== THE DATA ==

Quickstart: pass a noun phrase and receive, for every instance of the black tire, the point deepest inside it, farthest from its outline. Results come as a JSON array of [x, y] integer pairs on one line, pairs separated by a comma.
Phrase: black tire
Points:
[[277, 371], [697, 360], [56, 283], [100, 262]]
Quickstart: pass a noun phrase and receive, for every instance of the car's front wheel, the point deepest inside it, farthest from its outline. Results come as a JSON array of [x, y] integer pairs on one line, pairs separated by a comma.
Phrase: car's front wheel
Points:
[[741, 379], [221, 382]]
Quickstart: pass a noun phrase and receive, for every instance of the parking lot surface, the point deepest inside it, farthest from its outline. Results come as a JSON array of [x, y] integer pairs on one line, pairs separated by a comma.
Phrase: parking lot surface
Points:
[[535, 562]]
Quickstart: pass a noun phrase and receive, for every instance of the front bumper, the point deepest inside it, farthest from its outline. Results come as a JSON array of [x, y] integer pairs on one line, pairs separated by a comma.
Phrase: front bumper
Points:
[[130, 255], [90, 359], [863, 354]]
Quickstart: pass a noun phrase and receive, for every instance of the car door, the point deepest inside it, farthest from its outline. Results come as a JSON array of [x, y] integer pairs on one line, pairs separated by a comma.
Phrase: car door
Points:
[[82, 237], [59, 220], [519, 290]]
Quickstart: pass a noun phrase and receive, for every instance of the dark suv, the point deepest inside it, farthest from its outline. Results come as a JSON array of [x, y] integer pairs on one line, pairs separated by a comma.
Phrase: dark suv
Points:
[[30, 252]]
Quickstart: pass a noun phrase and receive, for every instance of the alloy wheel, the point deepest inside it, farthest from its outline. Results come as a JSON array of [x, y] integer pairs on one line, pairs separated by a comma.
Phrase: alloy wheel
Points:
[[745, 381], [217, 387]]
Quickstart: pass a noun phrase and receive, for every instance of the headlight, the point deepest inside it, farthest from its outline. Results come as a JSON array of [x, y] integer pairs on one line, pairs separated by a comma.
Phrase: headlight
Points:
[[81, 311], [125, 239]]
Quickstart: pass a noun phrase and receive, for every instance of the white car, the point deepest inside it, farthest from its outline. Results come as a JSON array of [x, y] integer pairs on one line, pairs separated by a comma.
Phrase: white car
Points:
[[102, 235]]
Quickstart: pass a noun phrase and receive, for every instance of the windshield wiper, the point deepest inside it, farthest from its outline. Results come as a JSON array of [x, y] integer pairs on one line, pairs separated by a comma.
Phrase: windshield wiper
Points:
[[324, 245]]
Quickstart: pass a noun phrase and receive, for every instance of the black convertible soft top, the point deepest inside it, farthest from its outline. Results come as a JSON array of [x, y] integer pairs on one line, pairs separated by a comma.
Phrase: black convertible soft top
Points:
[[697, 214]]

===

YOUR GOAL: Would you restate all of the material, word for word?

RESULT:
Quickstart: pass a noun phrase and receive, for every instance of the black tire, the point deepest inside it, farthest from its outline. Results come as a JSON array of [x, y] integer pairs on one line, pairs separated by a comma.
Phrase: black tire
Points:
[[277, 371], [697, 360], [56, 283], [100, 262]]
Quickstart: pass a noun phrase and receive, for every instance of the car's front wheel, the point deepest inside it, farthest from its outline. Results come as a JSON array of [x, y] integer pairs on one line, pairs separated by a comma.
Phrase: car's front wheel
Points:
[[741, 379], [221, 382]]
Quickstart: pass a noun phrase and receive, for every instance of the parking lot surface, the point deepest inside it, farthest from its outline. Results come as a JSON array of [x, y] integer pairs on one line, pairs separated by a comma.
Phrase: parking lot surface
Points:
[[535, 562]]
Quickstart: pass a noun phrase and receive, for every instance of the front bumper, the point deepest inside it, farthest from its outline. Results come as a JSON array of [x, y] integer pairs on one line, pairs separated by a comma.
Phrase: front bumper
Points:
[[130, 255], [90, 359], [863, 354]]
Quickstart: pass a noun phrase and receive, for every instance of the car door, the point deepest inside it, farthest from its outline. Results come as a JSON array of [x, y] integer pairs on one line, pairs separated by a comma.
Phrase: car door
Points:
[[82, 237], [59, 220], [519, 290]]
Quickstart: pass a noun phrase and receive, for every instance of the dark suv, the point deepest inside it, farthest from its outline. Results come as a JSON array of [x, y] integer pairs on one line, pairs separated by a comma.
Phrase: dark suv
Points:
[[30, 252]]
Quickstart: pass a noun phrase and receive, for every instance of the alloy wheel, the point deepest inside it, farthest from its outline. Results come as a JSON array of [x, y] integer pairs on one line, pairs separated by a comma.
Phrase: alloy wheel
Points:
[[745, 381], [217, 387]]
Quickstart: pass a noun phrase and receive, for every instance of the headlight, the point deepest inside it, farthest from its outline. Results come as a JSON array of [x, y] integer pairs on one line, pairs separated by a comma.
Phrase: headlight
Points:
[[81, 311], [125, 239]]
Quickstart: pass a noun phrase and receive, for every instance of the white car, the point deepest inside it, farthest from its outline. Results come as a JSON array of [x, y] integer pairs on one line, pairs separated by a comma.
Phrase: white car
Points:
[[102, 235]]
Quickstart: pass a noun phrase and receive, for every instance of the windshield wiper, the point deepest inside it, farthest from its outline. Results come as a JSON array of [x, y] integer pairs on one line, pairs separated by a comma.
Phrase: windshield wiper
Points:
[[324, 245]]
Quickstart: pass a noun phrase and receive, for every instance of the black convertible soft top, the point deepest inside it, farthest from its outline. Results come as a JSON array of [x, y] integer pairs on one line, pairs separated by a comma.
Phrase: black convertible soft top
Points:
[[697, 214]]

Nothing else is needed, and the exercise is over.